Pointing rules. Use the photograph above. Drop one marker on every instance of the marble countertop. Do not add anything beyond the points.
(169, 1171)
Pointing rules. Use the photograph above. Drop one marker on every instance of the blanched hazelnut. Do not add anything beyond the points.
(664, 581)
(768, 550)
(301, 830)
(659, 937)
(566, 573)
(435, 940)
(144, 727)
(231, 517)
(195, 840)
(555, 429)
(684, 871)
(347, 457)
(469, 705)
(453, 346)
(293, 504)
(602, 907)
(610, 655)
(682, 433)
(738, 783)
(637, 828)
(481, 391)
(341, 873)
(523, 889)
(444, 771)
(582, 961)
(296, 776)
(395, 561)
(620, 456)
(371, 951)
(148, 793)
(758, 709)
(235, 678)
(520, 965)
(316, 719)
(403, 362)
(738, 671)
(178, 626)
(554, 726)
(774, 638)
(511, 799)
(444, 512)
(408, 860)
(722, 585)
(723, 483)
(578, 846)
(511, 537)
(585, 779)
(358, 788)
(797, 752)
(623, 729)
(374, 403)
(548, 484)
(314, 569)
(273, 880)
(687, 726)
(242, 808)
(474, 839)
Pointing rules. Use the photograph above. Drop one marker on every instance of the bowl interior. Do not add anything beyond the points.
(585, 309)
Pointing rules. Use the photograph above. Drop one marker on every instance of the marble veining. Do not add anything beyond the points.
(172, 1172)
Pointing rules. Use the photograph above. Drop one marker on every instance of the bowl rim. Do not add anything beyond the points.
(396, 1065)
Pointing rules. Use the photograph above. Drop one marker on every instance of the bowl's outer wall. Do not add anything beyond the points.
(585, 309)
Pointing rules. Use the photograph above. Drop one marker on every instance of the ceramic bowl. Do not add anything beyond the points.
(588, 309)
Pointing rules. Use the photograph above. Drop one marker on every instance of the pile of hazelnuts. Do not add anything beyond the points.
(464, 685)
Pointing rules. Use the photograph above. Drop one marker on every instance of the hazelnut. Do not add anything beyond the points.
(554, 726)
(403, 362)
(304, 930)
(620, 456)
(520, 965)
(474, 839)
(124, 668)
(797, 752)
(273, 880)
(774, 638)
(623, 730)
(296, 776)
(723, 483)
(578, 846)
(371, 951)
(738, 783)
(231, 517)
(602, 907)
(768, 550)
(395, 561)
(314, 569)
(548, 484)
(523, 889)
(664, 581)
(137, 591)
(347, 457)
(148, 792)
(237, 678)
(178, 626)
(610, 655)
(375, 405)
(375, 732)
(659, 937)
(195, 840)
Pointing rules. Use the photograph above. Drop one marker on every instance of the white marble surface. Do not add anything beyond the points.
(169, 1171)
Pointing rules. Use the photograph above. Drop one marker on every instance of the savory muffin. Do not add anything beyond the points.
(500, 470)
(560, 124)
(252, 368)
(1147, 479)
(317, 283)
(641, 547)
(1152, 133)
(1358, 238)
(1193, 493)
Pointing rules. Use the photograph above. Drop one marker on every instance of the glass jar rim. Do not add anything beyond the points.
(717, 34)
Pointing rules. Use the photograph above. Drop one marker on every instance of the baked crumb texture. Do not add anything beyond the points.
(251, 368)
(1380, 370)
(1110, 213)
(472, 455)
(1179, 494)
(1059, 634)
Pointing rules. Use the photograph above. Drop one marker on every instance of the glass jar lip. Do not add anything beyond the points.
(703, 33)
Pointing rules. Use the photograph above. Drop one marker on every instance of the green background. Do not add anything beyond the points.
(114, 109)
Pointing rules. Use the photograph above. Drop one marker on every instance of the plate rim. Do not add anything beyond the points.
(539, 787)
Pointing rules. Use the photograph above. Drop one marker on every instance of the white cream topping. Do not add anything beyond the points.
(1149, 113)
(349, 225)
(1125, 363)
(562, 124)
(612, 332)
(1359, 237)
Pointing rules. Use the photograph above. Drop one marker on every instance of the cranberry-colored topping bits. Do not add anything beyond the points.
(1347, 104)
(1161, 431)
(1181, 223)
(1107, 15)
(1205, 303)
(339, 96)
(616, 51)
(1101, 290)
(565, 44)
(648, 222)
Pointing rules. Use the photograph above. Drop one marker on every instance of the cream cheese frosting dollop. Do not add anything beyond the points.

Stated goal:
With both ends included, please retype exactly the lines from the line containing "lip. Do not add anything beyond the points." to the final line of the data.

Result of the task:
Pointing rules. Use the photograph above. Drop one marker on every instance of the glass jar lip. Do not add anything beyond the points.
(703, 33)
Pointing rules. Use the photograph above. Drop one marker on every instance of the green background. Do not add anything beyond the points.
(114, 109)
Pointing rules. Use the photograph above. Drop one marker on every instance of the plate rim. Do not add anything beyond the points.
(539, 787)
Pointing rules. Use the photograph above. Drop one marker on every instance of the white cream topping. Do not add anything beyond the points.
(1149, 113)
(349, 225)
(1125, 363)
(562, 124)
(612, 332)
(1359, 237)
Pointing rules. Use the photograph above. Drop one marker on every instance of the cranberry-colored topping bits. Do not add anything beyond the points.
(1347, 104)
(1161, 431)
(1181, 223)
(1107, 15)
(1205, 303)
(339, 96)
(616, 51)
(1101, 290)
(565, 44)
(648, 222)
Pointing rules. Use the photograph above. Drop one marker on every instance of the cream cheese frosting dollop. Do not add anything beyond the points.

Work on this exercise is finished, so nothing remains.